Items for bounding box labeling
>> BEGIN

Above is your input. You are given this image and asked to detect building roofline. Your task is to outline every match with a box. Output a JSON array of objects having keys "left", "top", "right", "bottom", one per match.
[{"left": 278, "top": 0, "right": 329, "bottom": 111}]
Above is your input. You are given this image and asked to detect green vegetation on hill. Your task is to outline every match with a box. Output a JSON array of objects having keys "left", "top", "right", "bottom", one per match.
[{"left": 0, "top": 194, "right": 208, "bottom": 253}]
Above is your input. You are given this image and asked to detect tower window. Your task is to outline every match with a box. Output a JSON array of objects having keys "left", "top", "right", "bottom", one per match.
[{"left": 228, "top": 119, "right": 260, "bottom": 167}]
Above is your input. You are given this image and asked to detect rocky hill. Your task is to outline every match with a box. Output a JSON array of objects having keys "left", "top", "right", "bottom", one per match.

>> END

Problem statement: Please rewrite the stretch from the line containing "to detect tower" through the end of the items, replacing each "outline" with "mark" and leaving everything else unchanged.

Finished task:
Above is your input. You are given this image and asked to detect tower window. Your task is to mark every match with a box. Output a JSON array of objects having keys "left", "top", "right", "bottom", one per match.
[{"left": 228, "top": 119, "right": 260, "bottom": 167}]
Above is your input. You are given this image and asked to detect rocky hill. Your task is to mark every match with a box. Output a JSON array of objects having keys "left", "top", "right", "bottom", one per match.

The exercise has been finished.